### Supplied passage

________________

Muhammad(PBUH)-His Biography

Prelude

In the annals of men, individuals have not been lacking who conspicuously devoted their lives to the socio-religious reform of their connected peoples. We find them in every epoch and in all lands. In India, there lived those who transmitted to the world the Vedas, and there was also the great Gautama Buddha; China had its Confucius; the Avesta was produced in Iran. Babylonia gave to the world one of the greatest reformers, the Prophet Abraham (not to speak of such of his ancestors as Enoch and Noah about whom we have very scanty information). The Jewish people may rightly be proud of a long series of reformers: Moses, Samuel, David, Solomon, and Jesus among others.

Two points to be note: Firstly these reformers claimed in general to be the bearers each of a Divine mission, and they left behind them sacred books incorporating codes of life for the guidance of their peoples. Secondly there followed fratricidal wars, and massacres and genocides became the order of the day, causing more or less a complete loss of these Divine messages. As to the books of Abraham, we know them only by the name; and as for the books of Moses, records tell us how they were repeatedly destroyed and only partly restored.

________________

### Provided data

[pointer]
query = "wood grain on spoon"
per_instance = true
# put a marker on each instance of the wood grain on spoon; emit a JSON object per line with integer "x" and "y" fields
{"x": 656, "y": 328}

________________

### Tasks to complete
1) According to the prelude on Muhammad's biography, which reformer did Babylonia give to the world?
2) Please pick up the prelude on Muhammad's biography after its last sentence and continue it.

### Answers in order
1) The Prophet Abraham.

2)
Concept of God

If one should judge from the relics of the past already brought to light of the homo sapiens, one finds that man has always been conscious of the existence of a Supreme Being, the Master and Creator of all. Methods and approaches may have differed, but the people of every epoch have left proofs of their attempts to obey God. Communication with the Omnipresent yet invisible God has also been recognized as possible in connection with a small fraction of men with noble and exalted spirits. Whether this communication assumed the nature of an incarnation of the Divinity or simply resolved itself into a medium of reception of Divine messages (through inspiration or revelation), the purpose in each case was the guidance of the people. It was but natural that the interpretations and explanations of certain systems should have proved more vital and convincing than others.

Every system of metaphysical thought develops its own terminology. In the course of time terms acquire a significance hardly contained in the word and translations fall short of their purpose. Yet there is no other method to make people of one group understand the thoughts of another. Non-Muslim readers in particular are requested to bear in mind this aspect which is a real yet unavoidable handicap.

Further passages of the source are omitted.